Work required:
The answer must consist of every line from the data that holds the string "detect".

Dataset:
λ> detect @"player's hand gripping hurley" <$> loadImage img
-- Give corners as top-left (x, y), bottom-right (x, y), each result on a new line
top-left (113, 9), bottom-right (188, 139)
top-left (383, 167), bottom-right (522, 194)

* * *

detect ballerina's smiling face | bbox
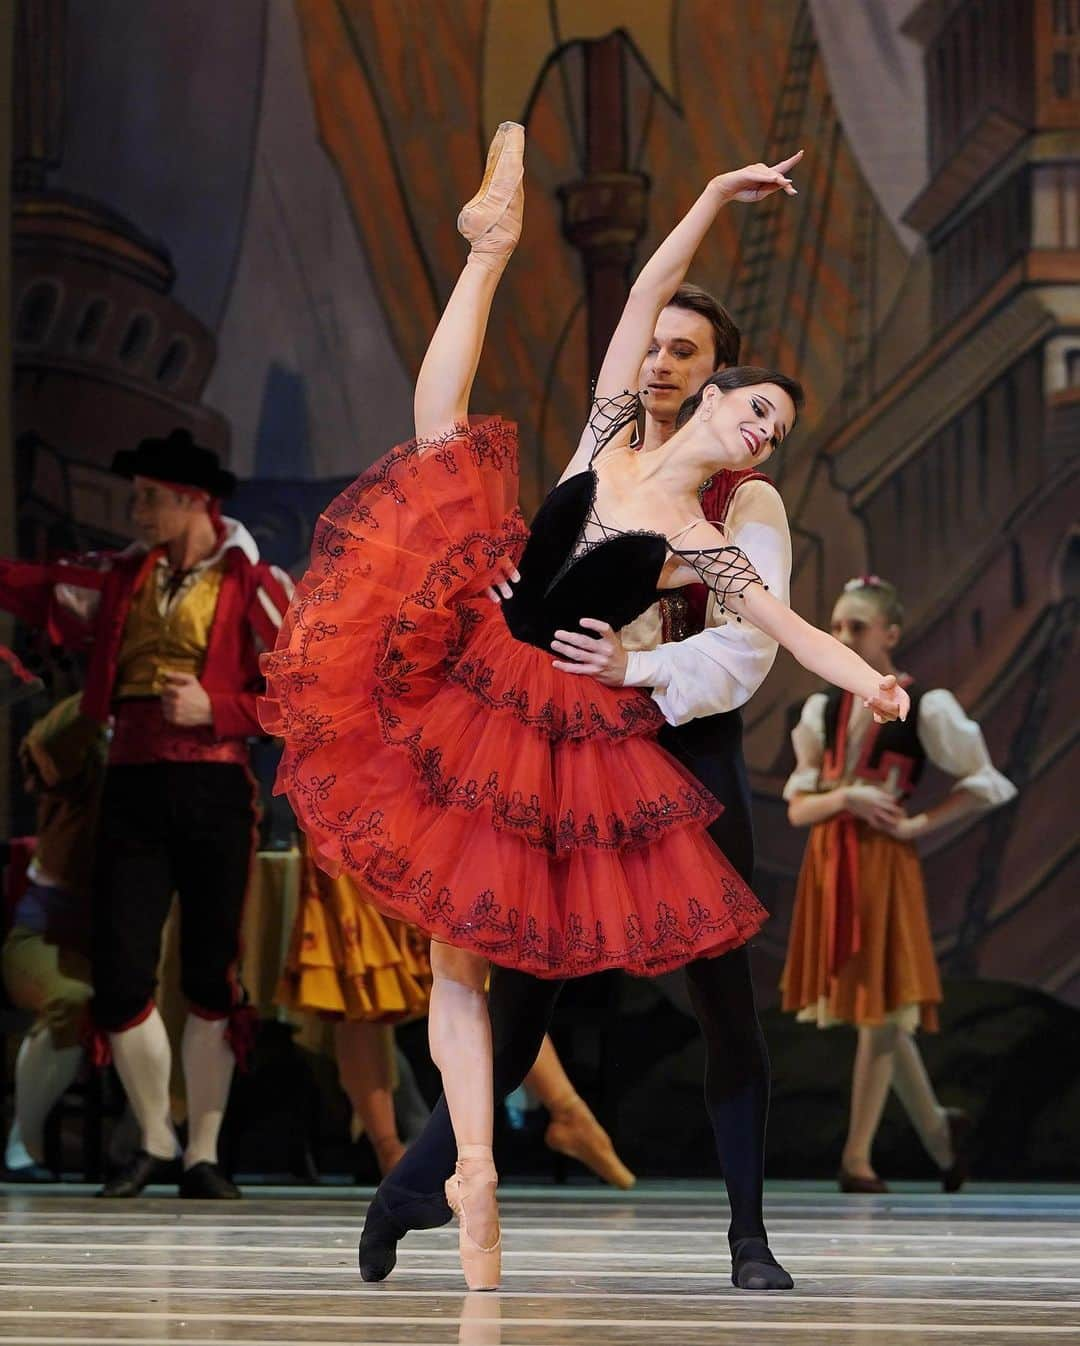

Result:
λ> detect @"player's hand gripping hurley" <$> loadImage img
detect ballerina's smiling face | bbox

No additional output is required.